AIM OF THE EXERCISE
Return each entry exactly, so that nothing in the data differs from the original.

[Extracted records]
════════════════

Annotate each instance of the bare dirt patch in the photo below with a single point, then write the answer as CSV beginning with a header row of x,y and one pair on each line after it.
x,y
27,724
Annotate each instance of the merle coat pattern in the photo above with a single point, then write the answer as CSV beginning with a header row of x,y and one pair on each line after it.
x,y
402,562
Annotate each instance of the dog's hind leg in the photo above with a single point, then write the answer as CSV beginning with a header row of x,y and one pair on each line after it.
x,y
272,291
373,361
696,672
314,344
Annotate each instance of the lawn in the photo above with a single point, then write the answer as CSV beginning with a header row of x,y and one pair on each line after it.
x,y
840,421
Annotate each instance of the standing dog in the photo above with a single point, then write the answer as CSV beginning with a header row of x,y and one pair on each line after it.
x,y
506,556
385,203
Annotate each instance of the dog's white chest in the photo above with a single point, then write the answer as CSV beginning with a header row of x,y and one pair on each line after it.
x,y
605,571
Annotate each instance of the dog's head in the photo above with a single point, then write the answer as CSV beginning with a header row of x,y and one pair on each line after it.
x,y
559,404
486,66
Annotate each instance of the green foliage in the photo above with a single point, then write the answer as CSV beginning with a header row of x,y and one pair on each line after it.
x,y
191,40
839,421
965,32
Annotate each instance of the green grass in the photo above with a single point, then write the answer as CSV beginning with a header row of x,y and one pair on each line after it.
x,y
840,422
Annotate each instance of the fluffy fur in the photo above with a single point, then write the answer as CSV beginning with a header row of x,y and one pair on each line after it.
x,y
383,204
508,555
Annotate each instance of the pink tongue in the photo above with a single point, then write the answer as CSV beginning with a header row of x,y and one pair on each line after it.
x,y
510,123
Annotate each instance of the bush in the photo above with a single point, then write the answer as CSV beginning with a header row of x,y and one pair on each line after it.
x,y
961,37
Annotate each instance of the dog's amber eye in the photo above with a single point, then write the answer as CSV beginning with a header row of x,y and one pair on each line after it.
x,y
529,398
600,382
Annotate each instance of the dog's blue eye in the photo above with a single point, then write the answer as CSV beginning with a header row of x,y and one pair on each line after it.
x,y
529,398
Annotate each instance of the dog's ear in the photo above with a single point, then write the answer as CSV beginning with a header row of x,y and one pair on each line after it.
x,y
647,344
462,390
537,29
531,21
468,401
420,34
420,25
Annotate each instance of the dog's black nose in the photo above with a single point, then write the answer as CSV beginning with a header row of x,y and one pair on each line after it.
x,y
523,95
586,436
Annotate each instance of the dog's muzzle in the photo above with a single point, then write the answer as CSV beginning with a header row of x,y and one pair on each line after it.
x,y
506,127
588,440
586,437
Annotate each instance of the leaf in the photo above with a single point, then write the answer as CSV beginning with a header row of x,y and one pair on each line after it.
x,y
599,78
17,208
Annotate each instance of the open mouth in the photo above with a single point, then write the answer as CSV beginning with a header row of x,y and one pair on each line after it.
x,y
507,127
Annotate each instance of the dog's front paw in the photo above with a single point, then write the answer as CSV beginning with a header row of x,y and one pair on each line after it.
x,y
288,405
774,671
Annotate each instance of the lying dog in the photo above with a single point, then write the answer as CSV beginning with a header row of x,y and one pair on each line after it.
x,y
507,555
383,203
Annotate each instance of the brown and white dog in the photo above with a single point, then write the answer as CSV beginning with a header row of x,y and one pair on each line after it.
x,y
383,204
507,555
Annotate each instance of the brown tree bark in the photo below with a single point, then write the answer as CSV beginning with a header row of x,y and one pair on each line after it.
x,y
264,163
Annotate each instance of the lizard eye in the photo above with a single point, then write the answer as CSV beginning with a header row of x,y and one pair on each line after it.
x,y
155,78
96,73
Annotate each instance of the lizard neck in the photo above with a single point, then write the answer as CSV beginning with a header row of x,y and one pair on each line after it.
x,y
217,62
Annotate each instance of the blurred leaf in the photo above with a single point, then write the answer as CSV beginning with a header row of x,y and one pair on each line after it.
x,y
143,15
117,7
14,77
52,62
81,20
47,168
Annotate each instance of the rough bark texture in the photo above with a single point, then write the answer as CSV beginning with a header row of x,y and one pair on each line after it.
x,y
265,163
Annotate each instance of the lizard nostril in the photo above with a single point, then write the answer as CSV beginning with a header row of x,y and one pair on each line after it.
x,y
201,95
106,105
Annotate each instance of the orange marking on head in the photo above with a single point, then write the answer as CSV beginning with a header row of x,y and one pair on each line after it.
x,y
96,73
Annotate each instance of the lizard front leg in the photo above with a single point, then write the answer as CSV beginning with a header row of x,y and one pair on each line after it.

════════════════

EXERCISE RESPONSE
Annotate each instance of the bare dirt patch in the photo below with a single point, then write the answer as CSV beginning with a header row of x,y and one pair on each line after it.
x,y
27,724
Annotate each instance of the merle coat pattern in the photo above with a single point, then write the answer as CSV beginning with a header row of x,y and one pair on each line after it.
x,y
402,562
Annotate each instance of the dog's hind leg in the photo above with a single point, then write the answer as CSV beginning with a header row of x,y and one pair on each line after it.
x,y
272,291
373,361
696,672
314,344
Annotate each instance of the lawn in the photo above with a single point, then write the answer as CSV beginning with a header row of x,y and one pair on each line after it.
x,y
840,421
Annotate each instance of the standing dog in the photo above with a single point, then write the answer as CSV beginning with a header row of x,y and one pair on each line after it.
x,y
506,556
385,203
Annotate each instance of the dog's white chest in the photo above with a single point, then write the answer as CSV beginning with a header row of x,y and one pair on each line after it.
x,y
605,571
Annotate each instance of the dog's head in the photo above with a single point, then write the answer as CSV beginning with a header row of x,y and one pair on each line after it.
x,y
559,404
486,66
Annotate each instance of the green foliage in the photo above with a single point, then write the answer as CSV beginning with a header row of x,y and one pair on each line after it.
x,y
191,40
839,421
965,32
Annotate each instance of the green grass in the photo above with a single point, then write the answer as CSV beginning with a header row of x,y and one pair on each line after it.
x,y
840,422
Annotate each instance of the fluffy fur in the photo above with a single point, then write the answer as CSV beginning with a header row of x,y and one pair on each line after it.
x,y
383,204
508,555
Annotate each instance of the pink tongue in the photo above with a single point, then write the answer as CSV beginning with a header row of x,y and one pair on each line after it.
x,y
510,123
Annotate each instance of the bush in the photo above with a single point, then write the answer as CSV beginning with a header row of x,y and one pair on each line after it.
x,y
961,37
Annotate each instance of the dog's amber eye in the photo above with a single point, then write the answer as CSV beginning with a header row of x,y and one pair on each line after it.
x,y
529,398
600,382
Annotate each instance of the dog's blue eye in the photo above with a single point, then write the answer as CSV beginning with a header row of x,y and one pair on each line after it.
x,y
529,398
Annotate each instance of the dog's ear in the photo above with a single point, then write the answer as CSV beginning with a header row of x,y and one pair on each line after it.
x,y
647,344
462,390
537,29
531,21
468,401
420,34
420,25
Annotate each instance of the dog's black nose in the photo above with a single point, then write the answer as CSV beginning with a header row of x,y and one pair on each line after it.
x,y
523,95
586,436
Annotate each instance of the dog's muzzle in the photo above with a single point, then write the answer as CSV beginning with a header row of x,y and one pair on each line after it.
x,y
506,127
588,440
586,437
Annotate each instance of the leaf in the photo above with a single point, then write the answer as CSV beginning with a header row of x,y and one pair on each line after it.
x,y
599,78
17,208
Annotate each instance of the open mouth in the photo above with a single point, then write the answer as CSV beginning with a header row of x,y and one pair on each line after it.
x,y
507,127
Annotate each instance of the dog's front paw in the photo above with a single point, then write the answer as CSV beginning with a header row of x,y and one pair on each line after it.
x,y
288,405
774,671
Annotate each instance of the lying dog in the photo above with a single point, then write the answer as CSV beginning with a header row of x,y and one pair on each line after it.
x,y
507,555
383,203
Annotate each instance of the brown and white dog in the photo above with a single point, then write the answer as CSV beginning with a header row of x,y and one pair on each line after it.
x,y
383,204
507,555
Annotate each instance of the brown tree bark in the photo below with a single point, then write the answer as CSV beginning with a header row of x,y and one pair on each line after it.
x,y
264,163
Annotate each instance of the lizard eye in the photo above with a single point, then write the answer as CSV beginning with a header row of x,y and one pair on each line after it.
x,y
155,78
96,73
Annotate each instance of the lizard neck in the photo above with a single point, then write the answer as CSV beginning with a header row of x,y and one pair on each line after it.
x,y
217,62
Annotate each instance of the blurred leaf in the photo above with a single point, then write the answer as CSV beginning with a header row of x,y and one pair on each line after it.
x,y
143,15
117,7
14,77
52,62
81,20
47,168
Annotate each instance of the rough bark texture in the photo above with a single point, then write the answer as CSV beginning with a header row of x,y and one pair on each line after it.
x,y
265,163
Annotate each instance of the lizard nostril in the photo above with a single point, then write the answer as CSV beginning with a header row of x,y and one pair on each line after it.
x,y
201,95
106,105
Annotate each instance of the orange marking on head in the photo above with a single point, then write the answer as CSV beginning with a header row of x,y and one pair on each line after it.
x,y
96,73
Annotate each instance of the lizard front leg in the photo above with a single point, then write the answer as CSV beginning with a header row of x,y and one pair on each line after it.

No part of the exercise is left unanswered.